_What you have to do:_
Return all of the data that follows precisely, leaving every image out.

============

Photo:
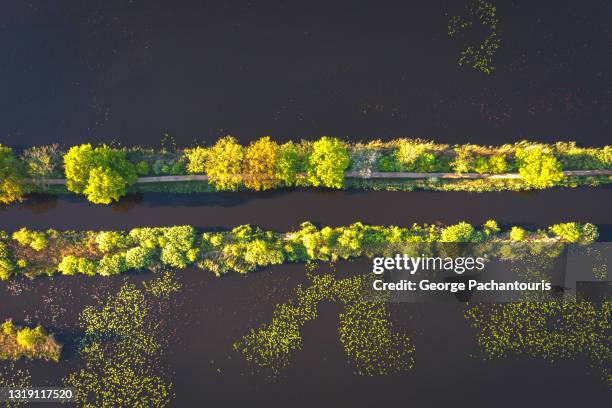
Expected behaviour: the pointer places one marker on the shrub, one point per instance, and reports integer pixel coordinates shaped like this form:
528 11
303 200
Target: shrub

============

_Finished task:_
Photo:
Expected behaviour: the pointer places one marker on the shrub, one point per instance, and reports integer pixel coordinates shaped like this form:
528 11
303 200
Target: shrub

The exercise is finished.